— DATA TO PROCESS —
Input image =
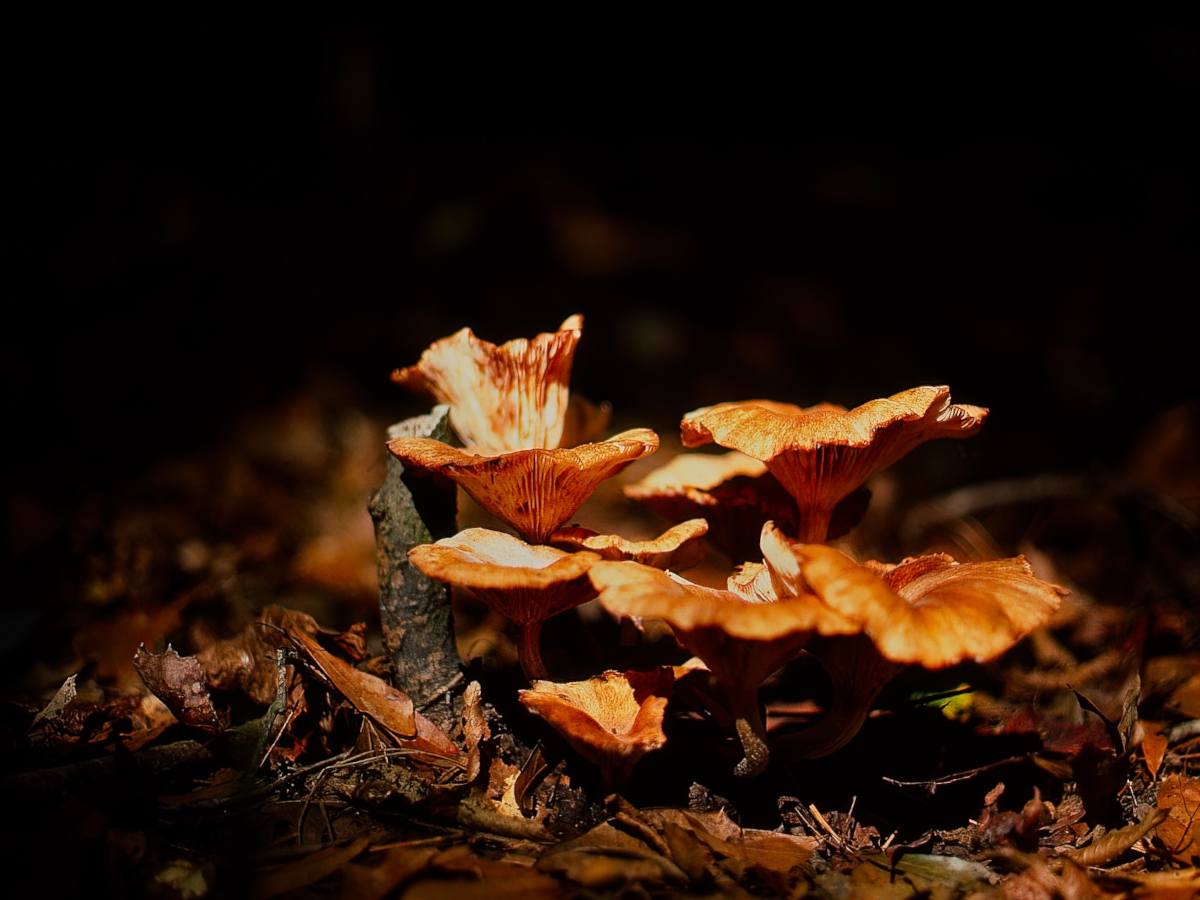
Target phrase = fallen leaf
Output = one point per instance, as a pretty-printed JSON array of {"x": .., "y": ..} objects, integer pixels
[
  {"x": 1180, "y": 797},
  {"x": 1153, "y": 745},
  {"x": 1114, "y": 844},
  {"x": 65, "y": 694},
  {"x": 1185, "y": 700},
  {"x": 180, "y": 683},
  {"x": 246, "y": 661},
  {"x": 375, "y": 879},
  {"x": 388, "y": 707},
  {"x": 306, "y": 870}
]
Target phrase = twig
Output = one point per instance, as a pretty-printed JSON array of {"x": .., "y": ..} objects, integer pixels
[
  {"x": 837, "y": 839},
  {"x": 415, "y": 612},
  {"x": 931, "y": 785}
]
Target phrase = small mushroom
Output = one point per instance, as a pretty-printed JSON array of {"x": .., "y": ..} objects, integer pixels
[
  {"x": 525, "y": 583},
  {"x": 504, "y": 397},
  {"x": 675, "y": 549},
  {"x": 732, "y": 491},
  {"x": 825, "y": 453},
  {"x": 533, "y": 491},
  {"x": 741, "y": 641},
  {"x": 928, "y": 611},
  {"x": 612, "y": 720}
]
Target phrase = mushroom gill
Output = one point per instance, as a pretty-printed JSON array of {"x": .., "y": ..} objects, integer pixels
[
  {"x": 534, "y": 491},
  {"x": 612, "y": 720},
  {"x": 511, "y": 396}
]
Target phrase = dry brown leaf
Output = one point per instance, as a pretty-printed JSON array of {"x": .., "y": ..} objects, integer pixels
[
  {"x": 307, "y": 870},
  {"x": 376, "y": 879},
  {"x": 1185, "y": 700},
  {"x": 179, "y": 682},
  {"x": 246, "y": 661},
  {"x": 112, "y": 642},
  {"x": 389, "y": 708},
  {"x": 1180, "y": 797},
  {"x": 1114, "y": 844},
  {"x": 1153, "y": 745}
]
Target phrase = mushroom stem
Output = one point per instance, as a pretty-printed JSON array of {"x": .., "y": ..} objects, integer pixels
[
  {"x": 813, "y": 525},
  {"x": 858, "y": 673},
  {"x": 529, "y": 651},
  {"x": 753, "y": 735}
]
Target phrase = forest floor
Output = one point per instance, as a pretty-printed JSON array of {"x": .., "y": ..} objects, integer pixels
[{"x": 1063, "y": 769}]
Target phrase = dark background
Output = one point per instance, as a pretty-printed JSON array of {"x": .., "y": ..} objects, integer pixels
[{"x": 215, "y": 226}]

— EXERCISE —
Count the lines of the material above that contain the word "mushroom", then give only that count.

— RESPONSE —
3